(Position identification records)
----------
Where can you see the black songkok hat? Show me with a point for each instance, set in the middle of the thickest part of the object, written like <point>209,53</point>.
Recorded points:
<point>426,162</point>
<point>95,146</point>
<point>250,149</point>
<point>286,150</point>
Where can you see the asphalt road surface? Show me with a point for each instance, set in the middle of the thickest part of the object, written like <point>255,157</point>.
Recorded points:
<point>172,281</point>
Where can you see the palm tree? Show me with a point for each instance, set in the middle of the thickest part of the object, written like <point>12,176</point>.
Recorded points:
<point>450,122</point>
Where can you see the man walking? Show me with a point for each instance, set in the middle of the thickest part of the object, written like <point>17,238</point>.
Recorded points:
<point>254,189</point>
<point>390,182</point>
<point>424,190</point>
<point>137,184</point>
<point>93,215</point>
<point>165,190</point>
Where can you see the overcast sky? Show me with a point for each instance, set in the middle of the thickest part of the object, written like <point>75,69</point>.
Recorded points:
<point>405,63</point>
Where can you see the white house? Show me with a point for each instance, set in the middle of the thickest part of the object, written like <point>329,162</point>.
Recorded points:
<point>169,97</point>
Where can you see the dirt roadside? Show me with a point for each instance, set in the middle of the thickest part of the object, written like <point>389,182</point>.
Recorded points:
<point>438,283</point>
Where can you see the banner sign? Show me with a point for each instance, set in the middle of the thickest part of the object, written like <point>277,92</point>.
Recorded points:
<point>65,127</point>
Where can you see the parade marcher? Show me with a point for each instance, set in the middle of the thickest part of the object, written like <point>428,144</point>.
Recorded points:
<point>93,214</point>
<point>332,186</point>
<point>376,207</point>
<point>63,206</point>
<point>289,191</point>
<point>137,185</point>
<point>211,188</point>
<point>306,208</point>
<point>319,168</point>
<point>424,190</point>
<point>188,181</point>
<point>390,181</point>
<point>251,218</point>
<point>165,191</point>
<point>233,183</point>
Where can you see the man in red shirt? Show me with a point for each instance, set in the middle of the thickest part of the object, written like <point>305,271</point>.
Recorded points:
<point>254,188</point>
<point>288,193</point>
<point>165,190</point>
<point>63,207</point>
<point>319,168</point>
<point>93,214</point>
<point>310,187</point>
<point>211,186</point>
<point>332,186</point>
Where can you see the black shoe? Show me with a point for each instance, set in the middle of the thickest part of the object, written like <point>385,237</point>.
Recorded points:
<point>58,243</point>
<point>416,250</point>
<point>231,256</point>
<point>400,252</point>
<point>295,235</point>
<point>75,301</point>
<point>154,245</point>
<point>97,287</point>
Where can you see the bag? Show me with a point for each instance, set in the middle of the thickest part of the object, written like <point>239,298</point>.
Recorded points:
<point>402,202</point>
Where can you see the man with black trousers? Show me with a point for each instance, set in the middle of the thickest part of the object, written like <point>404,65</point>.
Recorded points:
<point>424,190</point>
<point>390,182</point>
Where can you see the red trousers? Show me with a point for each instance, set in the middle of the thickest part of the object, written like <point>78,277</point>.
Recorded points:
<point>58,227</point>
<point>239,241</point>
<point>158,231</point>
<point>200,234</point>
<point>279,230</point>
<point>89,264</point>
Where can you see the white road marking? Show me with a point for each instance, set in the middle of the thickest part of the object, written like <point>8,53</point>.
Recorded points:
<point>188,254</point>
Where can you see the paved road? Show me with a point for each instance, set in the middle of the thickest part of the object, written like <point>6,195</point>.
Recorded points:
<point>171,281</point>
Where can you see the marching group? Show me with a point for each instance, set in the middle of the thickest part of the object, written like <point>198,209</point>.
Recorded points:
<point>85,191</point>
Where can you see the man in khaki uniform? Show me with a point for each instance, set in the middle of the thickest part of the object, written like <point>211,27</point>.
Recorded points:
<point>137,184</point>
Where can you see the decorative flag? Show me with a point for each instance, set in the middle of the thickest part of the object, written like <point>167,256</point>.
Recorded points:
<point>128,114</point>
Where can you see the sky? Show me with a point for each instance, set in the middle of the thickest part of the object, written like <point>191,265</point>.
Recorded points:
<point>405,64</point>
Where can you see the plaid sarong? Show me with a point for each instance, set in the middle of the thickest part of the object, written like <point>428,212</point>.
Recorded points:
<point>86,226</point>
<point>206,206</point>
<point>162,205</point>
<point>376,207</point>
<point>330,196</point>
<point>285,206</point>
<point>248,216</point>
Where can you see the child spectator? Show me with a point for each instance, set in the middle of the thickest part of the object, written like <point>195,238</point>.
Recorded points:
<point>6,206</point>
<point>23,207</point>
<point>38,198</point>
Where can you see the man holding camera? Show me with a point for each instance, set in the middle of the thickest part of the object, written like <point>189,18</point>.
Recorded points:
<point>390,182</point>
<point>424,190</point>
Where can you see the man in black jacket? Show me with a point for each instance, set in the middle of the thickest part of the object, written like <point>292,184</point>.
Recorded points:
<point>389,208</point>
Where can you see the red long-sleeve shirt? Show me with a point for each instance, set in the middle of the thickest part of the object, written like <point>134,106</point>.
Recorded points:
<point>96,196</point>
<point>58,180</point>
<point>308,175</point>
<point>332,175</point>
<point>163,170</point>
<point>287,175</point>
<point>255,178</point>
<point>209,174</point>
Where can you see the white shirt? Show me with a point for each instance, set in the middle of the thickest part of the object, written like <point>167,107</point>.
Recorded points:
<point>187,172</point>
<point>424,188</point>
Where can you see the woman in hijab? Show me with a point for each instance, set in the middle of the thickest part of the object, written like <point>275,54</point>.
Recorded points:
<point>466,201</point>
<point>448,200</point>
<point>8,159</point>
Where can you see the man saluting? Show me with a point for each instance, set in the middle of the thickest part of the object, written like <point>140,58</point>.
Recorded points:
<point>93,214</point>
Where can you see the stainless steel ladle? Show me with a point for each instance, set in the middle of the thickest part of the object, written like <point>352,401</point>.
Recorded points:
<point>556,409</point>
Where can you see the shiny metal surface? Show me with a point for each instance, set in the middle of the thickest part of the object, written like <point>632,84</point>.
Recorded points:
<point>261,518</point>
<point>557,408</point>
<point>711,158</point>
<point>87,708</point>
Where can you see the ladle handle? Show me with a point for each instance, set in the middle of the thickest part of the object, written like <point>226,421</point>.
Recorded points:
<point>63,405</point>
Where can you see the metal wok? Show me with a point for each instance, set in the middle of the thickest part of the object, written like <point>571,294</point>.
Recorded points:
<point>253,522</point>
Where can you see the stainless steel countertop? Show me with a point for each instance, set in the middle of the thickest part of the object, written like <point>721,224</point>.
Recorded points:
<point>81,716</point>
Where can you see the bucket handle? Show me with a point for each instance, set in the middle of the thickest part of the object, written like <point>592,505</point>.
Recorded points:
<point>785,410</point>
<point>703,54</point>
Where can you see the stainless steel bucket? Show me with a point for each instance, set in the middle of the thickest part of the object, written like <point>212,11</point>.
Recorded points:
----------
Convert every one of the lines above into a JSON list of strings, with one string per line and blank lines omitted.

[
  "Where can you see the black songkok hat? Show me with a point for each instance, set in the middle of the thickest part of the object, written like <point>209,53</point>.",
  "Recorded points:",
  "<point>426,162</point>",
  "<point>95,146</point>",
  "<point>250,149</point>",
  "<point>286,150</point>",
  "Where can you see the asphalt road surface? Show me with a point for each instance, set in the middle of the thickest part of the object, written like <point>255,157</point>.",
  "Recorded points:",
  "<point>172,281</point>",
  "Where can you see the palm tree? Show me with a point for each instance, set in the middle of the thickest part of the object, written like <point>12,176</point>.",
  "Recorded points:",
  "<point>450,122</point>",
  "Where can you see the man walking? Show me with a point for each instance, set in the middle of the thickest part of the object, written like <point>17,238</point>.",
  "Recorded points:",
  "<point>254,189</point>",
  "<point>390,182</point>",
  "<point>424,190</point>",
  "<point>137,184</point>",
  "<point>93,215</point>",
  "<point>165,190</point>",
  "Where can you see the overcast sky? Show me with a point for each instance, set in the middle of the thickest part of the object, written like <point>75,69</point>.",
  "Recorded points:",
  "<point>405,63</point>",
  "Where can you see the white house? Show me with a point for each instance, set in the middle of the thickest part of the object, written like <point>329,162</point>.",
  "Recorded points:",
  "<point>169,97</point>",
  "Where can you see the dirt roadside? Show me with a point for each instance, set in the middle of the thickest part of the object, written like <point>389,182</point>.",
  "Recorded points:",
  "<point>438,283</point>",
  "Where can you see the banner sign? Show me with a point for each instance, set in the middle of the thickest part of the object, written like <point>277,92</point>.",
  "Recorded points:",
  "<point>65,127</point>",
  "Where can you see the parade marcher? Show me with a point for each instance, set in the middle of the thickest part of the object, written like <point>428,144</point>.",
  "Recorded points:",
  "<point>93,214</point>",
  "<point>332,186</point>",
  "<point>376,207</point>",
  "<point>63,206</point>",
  "<point>289,191</point>",
  "<point>137,185</point>",
  "<point>211,188</point>",
  "<point>306,208</point>",
  "<point>319,168</point>",
  "<point>424,190</point>",
  "<point>188,181</point>",
  "<point>390,181</point>",
  "<point>251,218</point>",
  "<point>165,191</point>",
  "<point>233,183</point>",
  "Where can you see the man in red shirt? Show me with a point for each instance, set in the middle of the thickest part of the object, written like <point>305,271</point>.",
  "Recorded points:",
  "<point>254,188</point>",
  "<point>288,193</point>",
  "<point>165,190</point>",
  "<point>63,207</point>",
  "<point>319,168</point>",
  "<point>93,214</point>",
  "<point>310,187</point>",
  "<point>211,186</point>",
  "<point>332,186</point>",
  "Where can you see the black shoe? Show me with a point for each instance, set in the middle of the thickest part of the object, written like <point>385,237</point>.",
  "Recorded points:",
  "<point>58,243</point>",
  "<point>416,250</point>",
  "<point>231,256</point>",
  "<point>400,252</point>",
  "<point>295,235</point>",
  "<point>75,301</point>",
  "<point>154,245</point>",
  "<point>97,287</point>",
  "Where can you see the bag? Show me with a point for each instance, set in the middle of the thickest part of the object, written like <point>239,298</point>.",
  "Recorded points:",
  "<point>402,202</point>",
  "Where can you see the man with black trousers? Show me with a point for each instance, set in the middle of the thickest part of the object, written like <point>404,65</point>.",
  "Recorded points:",
  "<point>424,190</point>",
  "<point>390,182</point>",
  "Where can you see the red trousers? Show me with a point for each instance, set in the middle of the thickest part of the object, written like <point>78,277</point>.",
  "Recorded points:",
  "<point>58,227</point>",
  "<point>239,241</point>",
  "<point>158,231</point>",
  "<point>200,234</point>",
  "<point>279,230</point>",
  "<point>89,264</point>",
  "Where can you see the white road marking? Show me with a point for each instance, set in the middle of the thickest part of the object, written like <point>8,53</point>.",
  "Recorded points:",
  "<point>188,254</point>",
  "Where can you see the paved road? Show me with a point for each instance, set in the middle of the thickest part of the object, written like <point>6,195</point>.",
  "Recorded points:",
  "<point>171,281</point>",
  "Where can you see the marching group? Show me with a point for each instance, set in the middle of the thickest part of the object, written like <point>198,209</point>.",
  "Recorded points:",
  "<point>85,191</point>",
  "Where can you see the man in khaki uniform? Show me with a point for each instance, set in the middle of the thickest part of the object, written like <point>211,27</point>.",
  "Recorded points:",
  "<point>137,184</point>",
  "Where can you see the decorative flag? Show me with a point for each instance, set in the middle of the thickest part of the object, written like <point>167,256</point>.",
  "Recorded points:",
  "<point>128,114</point>",
  "Where can you see the sky? Show me with a point for each instance, set in the middle of the thickest part of the object, written like <point>191,265</point>.",
  "Recorded points:",
  "<point>405,64</point>",
  "Where can you see the plaid sarong? Show me with a point for each instance, set in the middle of the thickest part of the object, written like <point>428,212</point>.",
  "Recorded points:",
  "<point>86,226</point>",
  "<point>206,206</point>",
  "<point>162,205</point>",
  "<point>376,207</point>",
  "<point>330,196</point>",
  "<point>285,206</point>",
  "<point>248,216</point>",
  "Where can you see the child spectator? Show me with a point for each instance, set in the middle of the thickest part of the object, written like <point>195,238</point>.",
  "Recorded points:",
  "<point>6,206</point>",
  "<point>23,207</point>",
  "<point>38,198</point>",
  "Where can you see the man holding camera? Show me with a point for each instance, set in the middle of the thickest part of the object, written like <point>189,18</point>.",
  "Recorded points:",
  "<point>390,182</point>",
  "<point>424,190</point>",
  "Where can you see the man in black jacket? Show me with a point for each instance, set in the middle of the thickest part of the object, written like <point>292,184</point>.",
  "Recorded points:",
  "<point>389,208</point>",
  "Where can you see the red long-sleeve shirt? Show me with a point for each instance, set in the middle of the thickest part of the object, written like <point>134,106</point>.",
  "Recorded points:",
  "<point>96,196</point>",
  "<point>58,180</point>",
  "<point>308,175</point>",
  "<point>332,175</point>",
  "<point>163,170</point>",
  "<point>287,175</point>",
  "<point>255,178</point>",
  "<point>209,174</point>",
  "Where can you see the white shirt? Show me with a point for each instance, set in the middle of the thickest part of the object, written like <point>167,107</point>.",
  "Recorded points:",
  "<point>187,172</point>",
  "<point>424,188</point>",
  "Where can you see the woman in hijab? Show me with a point for each instance, set in the middle of the thickest part of the object, written like <point>275,54</point>.",
  "Recorded points:",
  "<point>466,201</point>",
  "<point>448,200</point>",
  "<point>8,159</point>",
  "Where can you see the man saluting? Show me with a point for each instance, set in the middle of the thickest part of the object, written like <point>140,58</point>.",
  "Recorded points:",
  "<point>93,214</point>",
  "Where can you see the stainless steel ladle? Show me with a point for each instance, set in the middle of the thickest part of the object, written like <point>352,401</point>.",
  "Recorded points:",
  "<point>556,409</point>",
  "Where can you see the shiny metal surface? Show me with a point for each instance, set in the middle of the thickest part of the object, written like <point>632,84</point>.",
  "Recorded points:",
  "<point>261,518</point>",
  "<point>557,408</point>",
  "<point>711,158</point>",
  "<point>87,708</point>",
  "Where can you see the ladle handle? Show me with a point for each instance, set in the middle of the thickest part of the object, written like <point>226,421</point>.",
  "Recorded points:",
  "<point>63,405</point>",
  "Where can you see the metal wok? Show me with a point for each instance, set in the middle of the thickest part of the object, written like <point>571,294</point>.",
  "Recorded points:",
  "<point>253,522</point>",
  "Where can you see the stainless steel countertop? Show me with a point for each instance, set in the middle of the thickest part of the object, written like <point>721,224</point>.",
  "Recorded points:",
  "<point>81,716</point>",
  "Where can you see the bucket handle? Show me with a point for each instance, set in the middle of the thickest part of the object, written like <point>592,505</point>.",
  "Recorded points:",
  "<point>785,410</point>",
  "<point>703,54</point>",
  "Where can you see the stainless steel bucket? Show me with a point for each instance, set in the middle of the thickest part of the object, written like <point>212,11</point>.",
  "Recorded points:"
]